Objective
Print each line exactly as it is given.
################
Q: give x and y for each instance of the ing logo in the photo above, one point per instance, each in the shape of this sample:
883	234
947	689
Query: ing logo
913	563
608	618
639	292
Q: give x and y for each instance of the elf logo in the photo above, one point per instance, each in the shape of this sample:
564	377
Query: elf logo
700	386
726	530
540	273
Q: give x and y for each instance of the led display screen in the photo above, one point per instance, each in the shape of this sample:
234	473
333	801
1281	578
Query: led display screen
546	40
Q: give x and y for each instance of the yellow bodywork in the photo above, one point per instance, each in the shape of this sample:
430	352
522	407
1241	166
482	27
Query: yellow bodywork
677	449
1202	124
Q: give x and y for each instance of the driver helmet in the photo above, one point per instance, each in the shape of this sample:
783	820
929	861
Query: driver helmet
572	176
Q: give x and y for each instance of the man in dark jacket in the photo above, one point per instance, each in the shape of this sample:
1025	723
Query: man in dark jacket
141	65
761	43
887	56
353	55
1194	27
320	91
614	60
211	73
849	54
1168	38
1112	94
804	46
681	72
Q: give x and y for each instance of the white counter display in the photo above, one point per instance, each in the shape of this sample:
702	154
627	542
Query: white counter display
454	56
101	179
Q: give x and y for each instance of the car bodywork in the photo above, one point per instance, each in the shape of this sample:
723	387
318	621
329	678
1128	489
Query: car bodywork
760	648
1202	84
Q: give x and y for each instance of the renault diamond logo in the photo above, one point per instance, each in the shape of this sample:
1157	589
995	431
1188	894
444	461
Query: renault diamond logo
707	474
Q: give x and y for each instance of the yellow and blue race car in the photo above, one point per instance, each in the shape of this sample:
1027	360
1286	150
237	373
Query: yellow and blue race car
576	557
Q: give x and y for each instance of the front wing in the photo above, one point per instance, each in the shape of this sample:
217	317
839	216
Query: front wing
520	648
################
Response to the task
Q: give x and y for each instance of the ing logo in the photo above, one point per instance, each in the shape of this sample:
883	234
947	689
Query: ing logo
913	563
608	618
639	292
Q: give x and y for each instance of the elf logo in the photo above, one point per instance, each in the shape of this sample:
564	377
Query: elf logo
700	386
726	530
540	273
Q: give x and y for each instance of the led display screen in the photo above, one point per instance, each in the shape of this sample:
234	473
333	801
1281	578
Query: led display screen
546	40
Q: give x and y for each instance of the yellow bodywork in the photo above, one point per instance, each in the shape of this sample:
430	352
522	407
1241	166
482	27
Query: yellow bodywork
677	449
1202	124
Q: give x and y for each instance of the driver helmet in the photo above, one point per instance, each in the shape of this sample:
783	820
929	861
Query: driver helmet
572	176
Q: give x and y for each instance of the man in dark jacket in the photo above, one point per instance, each in the shape of this sample:
1025	723
Query: man in dark jacket
141	65
761	43
887	56
353	55
1194	27
320	91
614	60
211	73
849	54
1168	38
1112	94
804	46
681	72
Q: give x and y for each instance of the white counter display in the photo above, one point per instance, each in the shape of this sample:
702	154
627	542
Query: white counter display
454	56
101	179
Q: give x and y for each instance of the car bodywork in the photo above, one point per instance, each in the shape of this sample:
723	387
318	621
329	678
1128	489
Query: car bodywork
760	648
1202	84
Q: give x and y for each instance of the renault diamond logo in the photo above, one point per instance, each in the shape of this sample:
1157	589
995	431
1188	894
444	461
Query: renault diamond logo
707	474
Q: give x and y for each instance of the yellow and blue race car in the photo above, one point per instance, each in the shape of this sample:
1027	360
1286	150
237	373
Query: yellow and blue race car
576	557
Q: give x and y for each instance of the front wing in the photo above, one point per instance, each in the shape of this sample:
217	317
839	216
Query: front wing
520	648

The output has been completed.